- _What you should do_
Reproduce every line of the listing below without any changes.

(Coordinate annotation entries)
▬▬▬▬▬▬

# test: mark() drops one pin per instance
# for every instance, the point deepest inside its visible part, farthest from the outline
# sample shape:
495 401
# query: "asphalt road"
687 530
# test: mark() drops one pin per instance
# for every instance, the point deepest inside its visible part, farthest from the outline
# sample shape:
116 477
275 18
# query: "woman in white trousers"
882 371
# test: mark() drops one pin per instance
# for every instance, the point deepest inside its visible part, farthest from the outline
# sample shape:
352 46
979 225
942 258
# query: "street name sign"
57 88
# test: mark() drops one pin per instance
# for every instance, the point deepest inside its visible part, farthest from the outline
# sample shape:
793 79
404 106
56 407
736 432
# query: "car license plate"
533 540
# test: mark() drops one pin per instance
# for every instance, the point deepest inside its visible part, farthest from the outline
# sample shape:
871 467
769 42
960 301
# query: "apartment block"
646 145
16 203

▬▬▬▬▬▬

- _Solution to the problem_
# test: mark() drops one pin per instance
# for every instance, the point deepest inside its visible part, farthest from the outline
# sample shape:
495 401
# query: "asphalt road"
687 530
# test: mark() drops one pin per instance
# for every instance, the point deepest inside its visible part, farthest from the outline
# sample shape:
116 477
275 18
# query: "woman in white trousers"
882 371
# test: mark() drops one pin per instance
# for every instance, the point deepest inside its visible part, farthest from the outline
# sample shape:
352 46
979 225
942 258
# query: "street name sign"
57 88
# test: mark() drops one pin per instance
# for every instance, the point deepest inside its visible part, farthest from the outline
# sample shape:
793 79
404 106
56 407
736 432
# query: "car license plate"
533 540
# test: mark() drops one pin per instance
# for every instance, the point deepest inside its visible part, farthest from the outline
# sample shape:
871 467
769 42
960 301
# query: "apartment block"
646 145
16 203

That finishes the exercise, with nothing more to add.